=== Task to carry out ===
Retype precisely the section of the data that starts at the line containing "Pick out the small metal" and runs to its final line, ends included.

=== Provided data ===
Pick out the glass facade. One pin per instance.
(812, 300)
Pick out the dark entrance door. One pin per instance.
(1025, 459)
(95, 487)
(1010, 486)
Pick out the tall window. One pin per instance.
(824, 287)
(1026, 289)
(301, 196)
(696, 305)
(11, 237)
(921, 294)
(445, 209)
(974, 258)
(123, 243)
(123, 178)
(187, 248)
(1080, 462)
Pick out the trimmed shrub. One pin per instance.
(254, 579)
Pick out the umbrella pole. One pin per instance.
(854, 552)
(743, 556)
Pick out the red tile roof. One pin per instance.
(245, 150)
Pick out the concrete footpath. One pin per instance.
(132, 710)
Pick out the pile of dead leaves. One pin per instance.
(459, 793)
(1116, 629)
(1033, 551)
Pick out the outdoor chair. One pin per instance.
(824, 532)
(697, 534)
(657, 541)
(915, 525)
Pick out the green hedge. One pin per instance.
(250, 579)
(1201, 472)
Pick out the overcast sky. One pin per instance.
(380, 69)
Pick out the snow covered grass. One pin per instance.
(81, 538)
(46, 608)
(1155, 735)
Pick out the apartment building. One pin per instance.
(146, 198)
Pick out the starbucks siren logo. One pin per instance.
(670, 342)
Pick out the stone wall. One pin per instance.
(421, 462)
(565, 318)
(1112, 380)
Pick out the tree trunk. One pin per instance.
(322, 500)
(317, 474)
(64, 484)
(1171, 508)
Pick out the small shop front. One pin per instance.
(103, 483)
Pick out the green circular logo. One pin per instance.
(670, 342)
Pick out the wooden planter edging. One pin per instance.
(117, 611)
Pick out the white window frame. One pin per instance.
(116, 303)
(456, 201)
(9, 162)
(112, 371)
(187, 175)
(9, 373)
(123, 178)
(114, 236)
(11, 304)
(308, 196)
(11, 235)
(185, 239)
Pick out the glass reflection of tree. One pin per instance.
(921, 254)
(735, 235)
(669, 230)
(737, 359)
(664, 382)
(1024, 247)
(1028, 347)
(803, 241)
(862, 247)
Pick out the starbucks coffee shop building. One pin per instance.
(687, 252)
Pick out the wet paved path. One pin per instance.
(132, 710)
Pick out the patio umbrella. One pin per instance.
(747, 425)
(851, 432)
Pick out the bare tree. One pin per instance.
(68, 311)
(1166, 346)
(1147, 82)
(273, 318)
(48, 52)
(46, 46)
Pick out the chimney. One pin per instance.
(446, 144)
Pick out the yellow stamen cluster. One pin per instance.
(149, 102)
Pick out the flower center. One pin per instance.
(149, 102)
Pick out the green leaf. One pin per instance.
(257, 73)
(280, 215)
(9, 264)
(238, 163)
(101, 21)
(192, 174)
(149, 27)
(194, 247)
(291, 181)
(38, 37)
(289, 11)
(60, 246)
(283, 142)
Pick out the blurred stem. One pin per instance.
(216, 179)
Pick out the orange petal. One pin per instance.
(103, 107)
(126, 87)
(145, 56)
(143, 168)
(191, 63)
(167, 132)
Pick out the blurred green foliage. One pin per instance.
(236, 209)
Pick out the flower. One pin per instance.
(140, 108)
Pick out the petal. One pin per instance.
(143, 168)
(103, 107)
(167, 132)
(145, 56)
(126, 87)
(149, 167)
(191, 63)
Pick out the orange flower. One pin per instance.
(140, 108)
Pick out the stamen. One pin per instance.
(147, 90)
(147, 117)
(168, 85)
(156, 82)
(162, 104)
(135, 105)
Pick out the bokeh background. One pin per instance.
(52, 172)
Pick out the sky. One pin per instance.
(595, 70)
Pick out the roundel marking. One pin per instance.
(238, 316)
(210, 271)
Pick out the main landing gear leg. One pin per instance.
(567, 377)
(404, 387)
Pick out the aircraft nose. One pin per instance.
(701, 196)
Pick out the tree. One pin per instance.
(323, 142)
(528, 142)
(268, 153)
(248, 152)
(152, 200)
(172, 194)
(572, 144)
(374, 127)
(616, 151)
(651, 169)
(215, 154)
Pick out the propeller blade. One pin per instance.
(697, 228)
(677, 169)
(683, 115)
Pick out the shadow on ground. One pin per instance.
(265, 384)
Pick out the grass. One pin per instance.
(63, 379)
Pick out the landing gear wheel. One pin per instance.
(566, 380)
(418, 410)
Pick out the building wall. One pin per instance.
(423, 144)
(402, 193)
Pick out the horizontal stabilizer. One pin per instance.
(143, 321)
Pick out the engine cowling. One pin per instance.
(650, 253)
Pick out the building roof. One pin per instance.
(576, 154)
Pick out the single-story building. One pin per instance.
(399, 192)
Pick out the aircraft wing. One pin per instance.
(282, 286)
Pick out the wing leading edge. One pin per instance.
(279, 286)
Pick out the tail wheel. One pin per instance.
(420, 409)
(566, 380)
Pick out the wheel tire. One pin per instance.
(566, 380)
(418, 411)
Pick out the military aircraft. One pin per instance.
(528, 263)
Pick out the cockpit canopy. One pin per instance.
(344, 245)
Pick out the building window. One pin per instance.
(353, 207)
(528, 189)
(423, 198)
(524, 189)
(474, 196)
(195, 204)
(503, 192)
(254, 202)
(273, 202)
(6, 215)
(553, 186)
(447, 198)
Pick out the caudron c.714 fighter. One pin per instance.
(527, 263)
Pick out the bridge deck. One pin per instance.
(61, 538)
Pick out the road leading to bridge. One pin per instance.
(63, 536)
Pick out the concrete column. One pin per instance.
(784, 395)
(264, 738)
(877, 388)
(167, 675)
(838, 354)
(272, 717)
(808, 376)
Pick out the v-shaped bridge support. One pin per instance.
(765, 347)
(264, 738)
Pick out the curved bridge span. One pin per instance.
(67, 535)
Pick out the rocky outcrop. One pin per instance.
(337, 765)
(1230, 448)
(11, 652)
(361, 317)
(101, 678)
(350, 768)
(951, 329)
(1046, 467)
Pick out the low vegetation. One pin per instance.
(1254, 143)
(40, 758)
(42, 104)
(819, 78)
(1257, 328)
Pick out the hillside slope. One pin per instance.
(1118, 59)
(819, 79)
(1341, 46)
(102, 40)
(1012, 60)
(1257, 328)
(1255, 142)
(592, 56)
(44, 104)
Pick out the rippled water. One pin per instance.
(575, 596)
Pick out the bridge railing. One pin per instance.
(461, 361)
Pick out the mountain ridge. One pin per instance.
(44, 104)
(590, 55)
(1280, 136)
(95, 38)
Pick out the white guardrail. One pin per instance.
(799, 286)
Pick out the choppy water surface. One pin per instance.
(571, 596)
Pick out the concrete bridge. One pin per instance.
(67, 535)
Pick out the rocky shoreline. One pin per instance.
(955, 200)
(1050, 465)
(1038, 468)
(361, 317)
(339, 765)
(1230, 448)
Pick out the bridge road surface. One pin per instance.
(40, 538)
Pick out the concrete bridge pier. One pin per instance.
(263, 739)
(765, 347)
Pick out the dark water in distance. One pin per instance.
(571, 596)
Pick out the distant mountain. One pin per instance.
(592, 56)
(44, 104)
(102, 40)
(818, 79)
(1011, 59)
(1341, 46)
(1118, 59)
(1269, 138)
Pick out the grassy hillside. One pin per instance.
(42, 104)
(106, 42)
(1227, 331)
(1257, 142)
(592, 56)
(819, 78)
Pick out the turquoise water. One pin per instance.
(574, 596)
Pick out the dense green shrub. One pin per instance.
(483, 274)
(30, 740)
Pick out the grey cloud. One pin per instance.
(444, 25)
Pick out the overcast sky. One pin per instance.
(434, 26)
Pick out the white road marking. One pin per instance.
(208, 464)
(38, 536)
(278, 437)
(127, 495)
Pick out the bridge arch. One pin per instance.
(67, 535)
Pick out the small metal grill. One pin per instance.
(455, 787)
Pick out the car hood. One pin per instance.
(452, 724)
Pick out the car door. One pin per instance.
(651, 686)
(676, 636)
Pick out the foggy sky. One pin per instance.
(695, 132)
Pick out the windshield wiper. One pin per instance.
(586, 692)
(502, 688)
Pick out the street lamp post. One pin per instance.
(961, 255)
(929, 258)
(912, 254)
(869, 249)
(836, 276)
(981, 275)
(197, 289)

=== Result of the task ===
Pick out the small metal grill. One pin per instance.
(455, 787)
Pick out the car hood. One pin per instance.
(452, 724)
Pick out the car door. One pin per instance.
(651, 686)
(676, 636)
Pick out the foggy sky. One pin per instance.
(695, 132)
Pick out the windshield wiper. One pin per instance.
(586, 692)
(502, 688)
Pick out the street lamp post. One pin per instance.
(961, 255)
(929, 258)
(912, 254)
(869, 249)
(836, 276)
(981, 275)
(197, 289)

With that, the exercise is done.